[Short exercise] Please copy the items below, replacing every "drop a point on" with "place a point on" and leaving all other text unchanged.

[Dataset rows]
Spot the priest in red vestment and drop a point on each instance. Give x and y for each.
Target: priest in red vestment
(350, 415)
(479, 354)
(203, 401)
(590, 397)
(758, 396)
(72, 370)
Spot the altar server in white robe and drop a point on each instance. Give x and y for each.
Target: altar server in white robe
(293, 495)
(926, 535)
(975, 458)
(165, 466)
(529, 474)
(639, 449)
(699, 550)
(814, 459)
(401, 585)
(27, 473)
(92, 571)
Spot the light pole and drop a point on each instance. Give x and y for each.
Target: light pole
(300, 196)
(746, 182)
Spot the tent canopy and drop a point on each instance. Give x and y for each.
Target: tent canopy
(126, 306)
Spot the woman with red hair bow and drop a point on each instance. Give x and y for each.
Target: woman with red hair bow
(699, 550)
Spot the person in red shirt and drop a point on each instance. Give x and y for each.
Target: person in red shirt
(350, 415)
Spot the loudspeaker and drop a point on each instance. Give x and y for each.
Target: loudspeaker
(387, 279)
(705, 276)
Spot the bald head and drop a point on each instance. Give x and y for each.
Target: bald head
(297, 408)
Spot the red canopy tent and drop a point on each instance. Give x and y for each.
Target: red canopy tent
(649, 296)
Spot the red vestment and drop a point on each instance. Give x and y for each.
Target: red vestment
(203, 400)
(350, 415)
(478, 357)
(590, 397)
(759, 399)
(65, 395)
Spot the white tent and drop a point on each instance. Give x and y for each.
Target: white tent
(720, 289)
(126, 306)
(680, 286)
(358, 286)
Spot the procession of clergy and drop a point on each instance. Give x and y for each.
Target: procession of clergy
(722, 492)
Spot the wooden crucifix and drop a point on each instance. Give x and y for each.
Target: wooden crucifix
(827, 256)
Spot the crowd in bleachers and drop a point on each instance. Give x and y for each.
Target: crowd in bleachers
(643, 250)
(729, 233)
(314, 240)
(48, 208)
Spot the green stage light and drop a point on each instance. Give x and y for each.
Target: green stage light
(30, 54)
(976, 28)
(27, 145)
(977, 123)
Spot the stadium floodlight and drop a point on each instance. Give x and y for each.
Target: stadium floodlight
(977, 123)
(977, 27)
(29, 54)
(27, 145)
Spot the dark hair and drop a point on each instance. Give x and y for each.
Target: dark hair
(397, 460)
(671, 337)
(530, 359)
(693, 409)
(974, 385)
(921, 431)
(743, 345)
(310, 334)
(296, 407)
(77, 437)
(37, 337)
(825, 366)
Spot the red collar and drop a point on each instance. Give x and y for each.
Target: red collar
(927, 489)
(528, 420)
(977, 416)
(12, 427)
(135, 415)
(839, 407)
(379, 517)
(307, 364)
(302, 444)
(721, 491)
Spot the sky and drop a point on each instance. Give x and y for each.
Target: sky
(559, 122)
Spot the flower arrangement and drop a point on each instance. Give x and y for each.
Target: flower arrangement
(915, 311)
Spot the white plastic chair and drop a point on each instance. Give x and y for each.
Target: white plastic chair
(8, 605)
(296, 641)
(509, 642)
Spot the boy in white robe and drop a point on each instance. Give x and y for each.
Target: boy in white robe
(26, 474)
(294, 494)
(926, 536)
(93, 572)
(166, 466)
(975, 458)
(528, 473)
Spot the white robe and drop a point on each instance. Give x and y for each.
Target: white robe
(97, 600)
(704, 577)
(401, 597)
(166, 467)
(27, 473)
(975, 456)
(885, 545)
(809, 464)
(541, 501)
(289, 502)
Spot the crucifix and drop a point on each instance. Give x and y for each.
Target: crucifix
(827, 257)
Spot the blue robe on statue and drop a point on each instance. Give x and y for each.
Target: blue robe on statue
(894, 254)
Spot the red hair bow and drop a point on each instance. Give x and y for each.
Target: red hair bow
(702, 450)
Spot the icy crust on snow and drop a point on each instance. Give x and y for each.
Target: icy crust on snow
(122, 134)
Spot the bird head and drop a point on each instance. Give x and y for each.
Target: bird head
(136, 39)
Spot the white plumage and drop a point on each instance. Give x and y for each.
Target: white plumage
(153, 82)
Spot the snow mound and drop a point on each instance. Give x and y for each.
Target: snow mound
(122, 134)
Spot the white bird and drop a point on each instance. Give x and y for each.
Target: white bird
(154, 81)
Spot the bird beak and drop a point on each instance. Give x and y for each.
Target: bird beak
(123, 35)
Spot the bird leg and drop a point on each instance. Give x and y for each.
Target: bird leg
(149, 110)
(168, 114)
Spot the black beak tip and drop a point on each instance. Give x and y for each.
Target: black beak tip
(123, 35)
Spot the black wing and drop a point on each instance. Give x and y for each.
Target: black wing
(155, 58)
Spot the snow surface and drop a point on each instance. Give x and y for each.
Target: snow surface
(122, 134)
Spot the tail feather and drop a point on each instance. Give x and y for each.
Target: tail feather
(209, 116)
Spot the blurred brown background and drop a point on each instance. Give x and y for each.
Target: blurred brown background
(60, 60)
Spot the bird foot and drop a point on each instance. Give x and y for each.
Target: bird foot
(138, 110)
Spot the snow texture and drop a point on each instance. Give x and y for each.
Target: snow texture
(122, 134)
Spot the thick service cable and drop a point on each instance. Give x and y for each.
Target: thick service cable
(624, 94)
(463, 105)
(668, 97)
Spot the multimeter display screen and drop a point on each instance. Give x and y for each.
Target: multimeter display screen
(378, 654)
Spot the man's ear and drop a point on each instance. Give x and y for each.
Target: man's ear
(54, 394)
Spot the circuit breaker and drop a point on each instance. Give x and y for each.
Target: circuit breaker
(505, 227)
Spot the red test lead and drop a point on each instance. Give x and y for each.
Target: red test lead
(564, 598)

[Exercise solution]
Spot the priest in red vestment and place a point on each instance. Give x and y for each.
Target: priest in red vestment
(350, 415)
(479, 354)
(203, 401)
(590, 397)
(758, 396)
(72, 370)
Spot the altar server in white robe and place a point on each instance. Give x and y for each.
Target: altar server in white robe
(293, 495)
(926, 535)
(975, 458)
(165, 466)
(529, 474)
(639, 449)
(699, 550)
(814, 459)
(401, 585)
(27, 473)
(92, 571)
Spot the light pole and place a point on each instance. Give x and y for each.
Target: light pole
(300, 196)
(746, 182)
Spot the tent canopy and place a point on each instance. Give x and y for each.
Target: tent canopy
(126, 306)
Spot the woman with red hair bow and place a point on each instance. Give x and y for each.
Target: woman with red hair bow
(699, 550)
Spot the person in red shirt and place a point on each instance. Give x and y for each.
Target: person in red shirt
(350, 415)
Spot the loudspeaker and place a point on each instance. Give x and y for each.
Target: loudspeaker
(387, 279)
(705, 276)
Spot the bald head and place a point on each instance. Give x and y for each.
Target: bald head
(297, 408)
Spot the red canopy tent and place a point on each instance. Give x and y for each.
Target: red canopy tent
(649, 296)
Spot the red vestment and place a point on each instance. Give x and y for each.
Target: red vestment
(203, 400)
(350, 415)
(478, 357)
(590, 397)
(759, 399)
(65, 395)
Spot the white tent and place a point on each instance. Give x and y for each.
Target: white tent
(720, 289)
(126, 306)
(680, 286)
(358, 286)
Spot the procession of clergy and place a point on each instance. Give x and y for each.
Target: procession of clergy
(722, 492)
Spot the wooden crucifix and place a point on each instance. Give x and y for each.
Target: wooden crucifix
(827, 256)
Spot the crowd in bleachers and place a point on each instance. Give x and y for each.
Target: crowd in bleachers
(643, 250)
(729, 233)
(314, 240)
(48, 208)
Spot the green stage light and place a point on each instance. Give x and y for each.
Target: green stage light
(30, 54)
(976, 28)
(27, 145)
(977, 123)
Spot the stadium floodlight and place a point on each instance. Give x and y for each.
Target: stadium floodlight
(977, 123)
(977, 27)
(29, 54)
(27, 145)
Spot the dark hair and place a point on each instance. Give x and y for each.
Target: dark hair
(397, 460)
(671, 337)
(530, 359)
(693, 409)
(974, 385)
(921, 431)
(743, 345)
(310, 334)
(296, 407)
(77, 437)
(37, 337)
(825, 366)
Spot the red collar and place a point on each instance. Give x and y for each.
Target: red collar
(927, 489)
(528, 420)
(977, 416)
(12, 427)
(135, 415)
(839, 407)
(379, 517)
(307, 364)
(302, 444)
(721, 491)
Spot the sky and place a point on each instance. Give x and y for each.
Target: sky
(559, 122)
Spot the flower arrangement and place a point on each instance. Give x and y for each.
Target: flower arrangement
(915, 311)
Spot the white plastic chair and place a point on each instance. Give x and y for each.
Target: white plastic chair
(8, 605)
(296, 641)
(509, 642)
Spot the boy in white robe and place a point on each instance. Give x and y for each.
Target: boy in white robe
(26, 474)
(294, 494)
(926, 536)
(93, 572)
(166, 466)
(975, 458)
(528, 473)
Spot the white robe and place a point on each instance. Give x and y for each.
Target: white robe
(97, 600)
(704, 577)
(401, 597)
(166, 467)
(27, 473)
(975, 456)
(885, 545)
(809, 464)
(541, 501)
(289, 502)
Spot the crucifix and place a point on each instance. Give x and y for each.
Target: crucifix
(827, 257)
Spot the blue robe on statue and place a point on each instance. Give x and y for each.
Target: blue robe on statue
(894, 254)
Spot the red hair bow and place a point on each instance. Give x and y for each.
Target: red hair bow
(702, 450)
Spot the icy crust on snow and place a point on each instance. Give x and y for each.
Target: icy crust on snow
(122, 134)
Spot the bird head and place a point on each instance. Give x and y for each.
Target: bird head
(136, 39)
Spot the white plumage and place a point on each instance. Give x and y for each.
Target: white plumage
(153, 82)
Spot the snow mound and place a point on each instance. Give x and y for each.
Target: snow mound
(122, 134)
Spot the white bird and place a point on each instance. Give x and y for each.
Target: white bird
(154, 81)
Spot the bird beak and place a point on each instance. Give x and y for each.
Target: bird beak
(123, 35)
Spot the bird leg and place a point on each instance. Give x and y for each.
Target: bird leg
(149, 110)
(168, 114)
Spot the black beak tip and place a point on each instance. Give x and y for each.
Target: black beak tip
(123, 35)
Spot the black wing and place a point on each instance. Give x and y for each.
Target: black wing
(155, 58)
Spot the snow surface and place a point on each instance. Give x and y for each.
Target: snow surface
(122, 134)
Spot the tail feather and place a point on each instance. Give x and y for each.
Target: tail feather
(209, 116)
Spot the blurred brown background and place a point on each instance. Give x and y for each.
Target: blurred brown background
(60, 60)
Spot the bird foot and place a point on each instance. Give x and y for each.
Target: bird foot
(138, 110)
Spot the snow texture and place a point on each instance. Give x and y for each.
Target: snow texture
(122, 134)
Spot the thick service cable and place a point on each instance. Give x and y for each.
Target: thick service cable
(624, 94)
(463, 105)
(668, 97)
Spot the multimeter display screen and place a point on each instance. Give x and y for each.
Target: multimeter display screen
(378, 654)
Spot the man's ear and place a point on each instance. Give x and y for each.
Target: man's ear
(54, 394)
Spot the circuit breaker and place a point on each instance. Give x and y for each.
Target: circuit breaker
(505, 227)
Spot the red test lead and place a point on each instance. Give x and y for each.
Target: red test lead
(564, 598)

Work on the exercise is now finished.